> _What is required_
Go through the entries below and write each one out exactly.

(Spatial localization data)
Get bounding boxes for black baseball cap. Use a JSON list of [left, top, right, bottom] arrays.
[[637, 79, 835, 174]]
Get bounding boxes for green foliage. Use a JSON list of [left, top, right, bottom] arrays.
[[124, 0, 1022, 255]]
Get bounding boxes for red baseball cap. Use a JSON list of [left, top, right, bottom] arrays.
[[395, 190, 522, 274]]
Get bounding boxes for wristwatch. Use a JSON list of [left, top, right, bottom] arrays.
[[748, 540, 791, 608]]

> _Result of this task_
Get bounding boxes for black baseball cap. Use a JSON list of [left, top, right, bottom] arrays.
[[637, 79, 835, 174]]
Get bounding boxes for green foliage. Use a JSON list of [left, top, right, bottom] arrays.
[[124, 0, 1022, 255]]
Get bounding boxes for red baseball cap. Use a JSON list of [left, top, right, bottom] arrays.
[[395, 190, 522, 274]]
Get bounding boxes for wristwatch. Use a JSON list of [left, top, right, bottom] arrays.
[[748, 540, 791, 608]]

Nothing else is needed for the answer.